# 課題の内容
• a. 本文をもとに、次の問いに答えること。
(i) 澤氏がマイクロソフトに入社したのは何年か。
(ii) 「Chairman’s Award」を受賞するのは1年に何人ほどか。
(iii) マルチタッチディスプレイの日本での価格について、澤氏はどのくらいだと言ったか。
• b. 本文のうち「澤氏は続けて「例えばプログラ」で始まり「品の年表を見せると共に解説。」で終わる部分を、「ロボット」を「機械」に置き換えて書き直すこと。

# 本文
++++++++++++++++++++
澤氏は97年にマイクロソフト(現日本マイクロソフト)に入社。ビル・ゲイツがマイクロソフト社の卓越した社員にのみ授与する「Chairman’s Award」を受賞。この賞は全マイクロソフト社員約9万人の中で、1年にたった十数人しか受賞していない賞だ。

大型ディスプレイなど、近未来的なその部屋の作りにちょっと緊張気味のシュン君。

シュン君の気持ちを和らげようと澤氏は、「この部屋を使うのは主にエグゼクティブの人たち。僕たち社員もほとんど入ったことなく、みんな緊張気味だから」と笑いを取りながら、やさしく話しかけていた。

そんな気遣いにプラスして、澤氏の「マイクロソフトが開発するのは、人が使うモノだけ」という話にシュン君の関心が緊張よりも増すように。

澤氏は続けて「例えばプログラムといっても、ロボットを動かすものもある。でもマイクロソフトが作るのはロボットを制御するプログラムを書くツール。動かすプログラムを自社製品として売ることはない」と説明。

またマイクロソフトが作っているソフトウェアはWindowsやOfficeなどが有名だが、実はソフトウェアだけではないと、年代ごとにマイクロソフトが開発してきた製品の年表を見せると共に解説。

中でもプレゼンを映していた大画面のマルチタッチディスプレイもマイクロソフトが作っていると澤氏が言うと、びっくりしながらも少し欲しそうなシュン君。
その様子に「個人でもまったく買えない値段ではないんです。日本での価格は未定だけど車一台くらいかな」と澤氏。
その値段にがっかりしつつも、マルチタッチディスプレイでの体験を楽しんでいた。

Kinectやマルチタッチディスプレイを体験し、目はキラキラに

マイクロソフトについて簡単な説明が終わり、今まで説明した最新技術をいろいろ体験してもらおうと澤氏がシュン君を連れて行ったのは、新しいUI(ユーザーインタフェース)やUX(ユーザーエクスペリエンス)が体感できるMTCインタラクティブセンター。

ここではKinectやタッチディスプレイ、顔認証技術などを体験。Kinectを使い、ジェスチャーでスイッチのオン、オフができるシステムを、「すごい!」とキラキラの表情で何度も試してみるシュン君。
++++++++++++++++++++
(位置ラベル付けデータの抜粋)
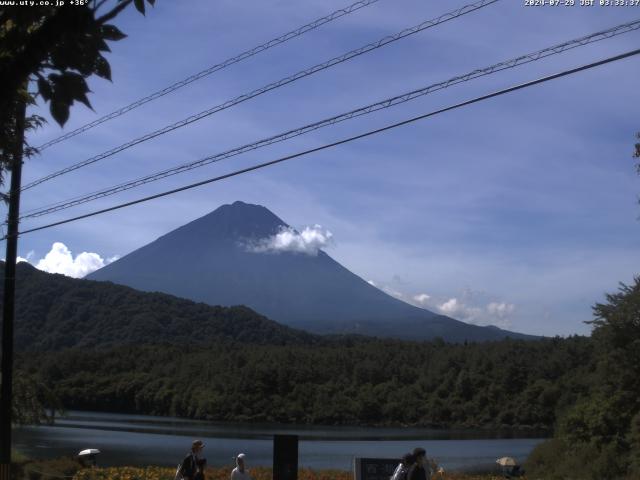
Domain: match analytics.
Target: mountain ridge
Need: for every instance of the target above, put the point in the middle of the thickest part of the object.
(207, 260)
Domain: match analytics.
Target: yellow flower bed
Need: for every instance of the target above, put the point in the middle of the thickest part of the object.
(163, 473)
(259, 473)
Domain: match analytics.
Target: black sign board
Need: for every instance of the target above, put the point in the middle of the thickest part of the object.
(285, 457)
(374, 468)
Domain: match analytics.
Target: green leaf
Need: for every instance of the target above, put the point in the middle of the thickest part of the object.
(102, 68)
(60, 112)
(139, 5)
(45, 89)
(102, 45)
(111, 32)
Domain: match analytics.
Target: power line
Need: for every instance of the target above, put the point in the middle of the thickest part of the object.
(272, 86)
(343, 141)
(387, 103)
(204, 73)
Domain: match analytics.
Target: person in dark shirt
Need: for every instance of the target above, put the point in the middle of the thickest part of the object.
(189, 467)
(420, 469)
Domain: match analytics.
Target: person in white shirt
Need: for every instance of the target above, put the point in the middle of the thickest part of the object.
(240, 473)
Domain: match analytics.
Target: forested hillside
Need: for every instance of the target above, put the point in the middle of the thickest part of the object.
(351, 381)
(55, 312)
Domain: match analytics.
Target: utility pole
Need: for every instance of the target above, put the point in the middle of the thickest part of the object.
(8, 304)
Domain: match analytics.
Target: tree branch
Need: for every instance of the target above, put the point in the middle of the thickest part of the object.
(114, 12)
++++++++++++++++++++
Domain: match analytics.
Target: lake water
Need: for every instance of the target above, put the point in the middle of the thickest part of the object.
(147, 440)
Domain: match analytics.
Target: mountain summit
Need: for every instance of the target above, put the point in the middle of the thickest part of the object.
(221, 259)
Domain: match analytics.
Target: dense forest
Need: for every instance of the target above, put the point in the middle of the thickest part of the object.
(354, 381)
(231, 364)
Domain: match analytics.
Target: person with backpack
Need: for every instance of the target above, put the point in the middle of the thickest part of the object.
++++++++++++++++++++
# 解答
• a.
(i) 97年
(ii) 十数人
(iii) 車一台くらい

• b.
澤氏は続けて「例えばプログラムといっても、機械を動かすものもある。でもマイクロソフトが作るのは機械を制御するプログラムを書くツール。動かすプログラムを自社製品として売ることはない」と説明。

またマイクロソフトが作っているソフトウェアはWindowsやOfficeなどが有名だが、実はソフトウェアだけではないと、年代ごとにマイクロソフトが開発してきた製品の年表を見せると共に解説。